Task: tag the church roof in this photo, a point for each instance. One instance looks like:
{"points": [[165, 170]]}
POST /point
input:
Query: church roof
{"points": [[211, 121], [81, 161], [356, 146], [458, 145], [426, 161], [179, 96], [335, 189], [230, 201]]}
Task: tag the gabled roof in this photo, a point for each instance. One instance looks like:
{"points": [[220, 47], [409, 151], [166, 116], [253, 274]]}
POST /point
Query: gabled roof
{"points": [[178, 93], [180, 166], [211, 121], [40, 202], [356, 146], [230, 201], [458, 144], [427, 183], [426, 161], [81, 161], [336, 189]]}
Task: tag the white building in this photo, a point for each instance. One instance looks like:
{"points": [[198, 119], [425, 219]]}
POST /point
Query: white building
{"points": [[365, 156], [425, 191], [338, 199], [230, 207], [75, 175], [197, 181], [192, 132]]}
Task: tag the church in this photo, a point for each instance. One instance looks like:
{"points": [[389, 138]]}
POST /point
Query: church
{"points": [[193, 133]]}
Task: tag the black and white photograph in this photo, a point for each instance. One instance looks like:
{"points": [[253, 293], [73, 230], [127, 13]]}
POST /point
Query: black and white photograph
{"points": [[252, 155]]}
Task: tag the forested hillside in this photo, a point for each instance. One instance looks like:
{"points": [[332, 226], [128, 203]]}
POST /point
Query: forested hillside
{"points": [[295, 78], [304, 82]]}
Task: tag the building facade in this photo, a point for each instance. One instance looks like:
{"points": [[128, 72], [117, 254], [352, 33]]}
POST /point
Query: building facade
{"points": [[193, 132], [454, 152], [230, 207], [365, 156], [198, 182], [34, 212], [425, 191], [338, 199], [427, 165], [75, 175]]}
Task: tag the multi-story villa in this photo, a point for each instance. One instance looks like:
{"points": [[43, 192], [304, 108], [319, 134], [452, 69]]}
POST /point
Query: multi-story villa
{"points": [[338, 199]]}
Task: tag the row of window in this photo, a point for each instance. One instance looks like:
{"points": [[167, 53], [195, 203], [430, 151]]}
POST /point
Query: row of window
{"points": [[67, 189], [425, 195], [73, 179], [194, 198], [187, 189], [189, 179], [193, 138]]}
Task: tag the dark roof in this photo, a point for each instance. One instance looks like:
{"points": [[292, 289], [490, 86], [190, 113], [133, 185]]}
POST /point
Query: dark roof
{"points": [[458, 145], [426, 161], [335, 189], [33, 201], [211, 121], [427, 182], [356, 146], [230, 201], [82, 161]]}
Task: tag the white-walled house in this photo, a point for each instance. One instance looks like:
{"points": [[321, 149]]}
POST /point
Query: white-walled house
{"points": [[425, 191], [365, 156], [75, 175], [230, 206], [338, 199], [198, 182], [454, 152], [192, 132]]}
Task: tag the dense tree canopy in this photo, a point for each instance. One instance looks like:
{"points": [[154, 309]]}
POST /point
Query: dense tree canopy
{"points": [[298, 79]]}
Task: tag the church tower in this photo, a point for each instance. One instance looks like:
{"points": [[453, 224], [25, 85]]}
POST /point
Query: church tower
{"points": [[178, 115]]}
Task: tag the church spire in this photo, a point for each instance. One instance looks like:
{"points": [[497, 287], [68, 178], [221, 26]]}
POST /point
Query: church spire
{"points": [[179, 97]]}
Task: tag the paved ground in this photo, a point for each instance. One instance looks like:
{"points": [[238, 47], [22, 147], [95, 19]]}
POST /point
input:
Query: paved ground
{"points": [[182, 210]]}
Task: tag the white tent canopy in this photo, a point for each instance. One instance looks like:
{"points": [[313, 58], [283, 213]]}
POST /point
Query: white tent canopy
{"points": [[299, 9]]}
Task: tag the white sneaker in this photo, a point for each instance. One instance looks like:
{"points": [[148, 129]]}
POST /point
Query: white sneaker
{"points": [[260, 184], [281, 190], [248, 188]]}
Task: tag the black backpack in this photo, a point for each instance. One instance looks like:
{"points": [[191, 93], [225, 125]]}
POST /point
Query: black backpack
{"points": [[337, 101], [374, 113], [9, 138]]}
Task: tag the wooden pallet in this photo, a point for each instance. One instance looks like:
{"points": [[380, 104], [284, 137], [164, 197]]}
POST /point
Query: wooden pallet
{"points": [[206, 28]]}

Stated goal>
Copy out every line of the data above without changing anything.

Response to the exercise>
Task: tag the church roof in this photo, a point for each instance. One instance looks like:
{"points": [[165, 170]]}
POST /point
input:
Query: church roof
{"points": [[211, 121], [81, 161], [356, 146], [458, 145], [426, 161], [179, 96], [335, 189], [230, 201]]}
Task: tag the gabled roof in this photo, a point for each instance. One instance looks like:
{"points": [[220, 47], [409, 151], [166, 116], [253, 274]]}
POST /point
Query: gabled roof
{"points": [[178, 93], [180, 166], [211, 121], [40, 202], [356, 146], [230, 201], [458, 144], [427, 183], [426, 161], [81, 161], [336, 189]]}
Task: tag the white building in this photo, a point for each instance. One instance looks like:
{"points": [[198, 119], [425, 219]]}
POST /point
Query: white building
{"points": [[365, 156], [425, 191], [338, 199], [230, 207], [75, 175], [197, 181], [192, 132]]}
Task: tag the church in this photo, a point for each instance. One instance looks like:
{"points": [[389, 138]]}
POST /point
Query: church
{"points": [[193, 133]]}
Task: tag the black and white photograph in this photo, a point for each instance. One instance looks like:
{"points": [[253, 293], [73, 230], [127, 13]]}
POST /point
Query: black and white photograph
{"points": [[252, 155]]}
Task: tag the forested hillside in this photo, a point for each instance. One instance looks like:
{"points": [[332, 226], [128, 203]]}
POST /point
Query: forested hillside
{"points": [[295, 78], [304, 82]]}
Task: tag the building facade in this photo, a point for each instance. One instance looks like:
{"points": [[128, 72], [117, 254], [352, 33]]}
POST /point
Query: building facade
{"points": [[193, 132], [454, 152], [230, 207], [365, 156], [198, 182], [34, 212], [425, 191], [338, 199], [427, 165], [75, 175]]}
Task: tag the multi-story villa in this photo, a point for each instance. One instance looks like:
{"points": [[43, 192], [304, 108], [319, 134], [452, 69]]}
POST /point
Query: multi-story villa
{"points": [[338, 199]]}
Task: tag the row of window in this photo, a point for each instance. One instance looks like:
{"points": [[167, 53], [195, 203], [430, 151]]}
POST /point
Query: row of window
{"points": [[67, 189], [425, 195], [73, 179], [194, 198], [187, 189], [189, 179], [193, 138]]}
Task: tag the dark roof in this photo, a point for each instance. One instance looks like:
{"points": [[292, 289], [490, 86], [190, 113], [133, 185]]}
POST /point
Query: dark roof
{"points": [[458, 145], [426, 161], [335, 189], [33, 201], [211, 121], [427, 182], [356, 146], [230, 201], [82, 161]]}
Task: tag the white-walled house in this photo, a point for each instance. One instance looks like:
{"points": [[321, 149]]}
POST /point
Query: white-walled house
{"points": [[425, 191], [365, 156], [75, 175], [230, 206], [338, 199], [198, 182], [454, 152], [192, 132]]}
Task: tag the dense tree canopy in this photo, a point for each instance. One instance looks like:
{"points": [[154, 309]]}
POST /point
Query: dense tree canopy
{"points": [[298, 79]]}
Task: tag the church tower in this photo, a point for each instance. One instance looks like:
{"points": [[453, 224], [25, 85]]}
POST /point
Query: church tower
{"points": [[178, 115]]}
Task: tag the church spire in this photo, a point for each instance. One instance looks like:
{"points": [[497, 287], [68, 178], [221, 26]]}
POST /point
Query: church spire
{"points": [[179, 97]]}
Task: tag the paved ground in this photo, a point for each instance. One instance looks like:
{"points": [[238, 47], [22, 147], [95, 19]]}
POST /point
input:
Query: paved ground
{"points": [[182, 210]]}
Task: tag the white tent canopy in this photo, a point for each instance. One instance looks like:
{"points": [[313, 58], [283, 213]]}
POST /point
Query: white tent canopy
{"points": [[299, 9]]}
Task: tag the white sneaker in this photo, a point for each instance. One instance looks like:
{"points": [[148, 129]]}
POST /point
Query: white sneaker
{"points": [[260, 184], [281, 190], [248, 188]]}
Task: tag the black backpack in this photo, a point for each instance. One instance looks like:
{"points": [[191, 93], [225, 125]]}
POST /point
Query: black backpack
{"points": [[337, 101], [374, 113], [9, 138]]}
Task: tag the wooden pallet in this photo, a point for each instance. One instance looks like:
{"points": [[380, 104], [284, 137], [164, 197]]}
POST /point
Query: wooden pallet
{"points": [[206, 28]]}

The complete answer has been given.